▶ **What the task requires**: Print everything from the line containing "Class label: black tire" down to the end of the records, both ends included, copying each line exactly.

──────────

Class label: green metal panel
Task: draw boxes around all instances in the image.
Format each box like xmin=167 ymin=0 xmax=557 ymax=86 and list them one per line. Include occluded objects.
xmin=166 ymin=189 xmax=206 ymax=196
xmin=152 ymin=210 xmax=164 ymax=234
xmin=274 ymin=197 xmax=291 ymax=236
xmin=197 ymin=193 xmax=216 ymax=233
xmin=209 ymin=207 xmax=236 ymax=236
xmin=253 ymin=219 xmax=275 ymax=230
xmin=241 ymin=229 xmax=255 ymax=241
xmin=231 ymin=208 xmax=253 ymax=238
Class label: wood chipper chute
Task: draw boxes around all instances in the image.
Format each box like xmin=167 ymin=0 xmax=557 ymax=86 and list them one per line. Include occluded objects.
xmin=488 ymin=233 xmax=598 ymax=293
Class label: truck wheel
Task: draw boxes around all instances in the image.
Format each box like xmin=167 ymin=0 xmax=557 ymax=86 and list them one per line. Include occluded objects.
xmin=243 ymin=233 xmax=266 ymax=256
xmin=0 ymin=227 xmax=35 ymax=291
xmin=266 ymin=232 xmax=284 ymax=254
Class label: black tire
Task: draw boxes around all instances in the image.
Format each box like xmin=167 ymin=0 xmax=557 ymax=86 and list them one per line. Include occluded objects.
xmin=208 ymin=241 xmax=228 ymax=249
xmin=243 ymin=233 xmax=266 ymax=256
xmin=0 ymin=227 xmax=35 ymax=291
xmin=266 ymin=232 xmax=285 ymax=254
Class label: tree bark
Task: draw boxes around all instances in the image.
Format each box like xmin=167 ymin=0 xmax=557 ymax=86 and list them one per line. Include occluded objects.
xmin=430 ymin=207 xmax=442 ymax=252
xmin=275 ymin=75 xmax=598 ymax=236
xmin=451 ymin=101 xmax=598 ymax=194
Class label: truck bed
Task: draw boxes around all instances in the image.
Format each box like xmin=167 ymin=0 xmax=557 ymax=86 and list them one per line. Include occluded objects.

──────────

▶ **In response**:
Class label: black tire
Task: draw boxes around all instances in the image.
Format each box like xmin=167 ymin=0 xmax=557 ymax=86 and list them one per line. Include occluded objects.
xmin=208 ymin=241 xmax=228 ymax=249
xmin=243 ymin=233 xmax=266 ymax=256
xmin=0 ymin=227 xmax=35 ymax=291
xmin=266 ymin=232 xmax=285 ymax=254
Class label: tree bark
Task: draw boxes around all instances in the image.
Format each box like xmin=167 ymin=0 xmax=557 ymax=86 and list them one per line. Include occluded objects.
xmin=430 ymin=207 xmax=442 ymax=252
xmin=275 ymin=75 xmax=598 ymax=236
xmin=451 ymin=101 xmax=598 ymax=194
Class label: truck bed
Task: draw boxes around all instances in the image.
Format each box like xmin=167 ymin=0 xmax=557 ymax=86 and list them one per line. Include occluded objects.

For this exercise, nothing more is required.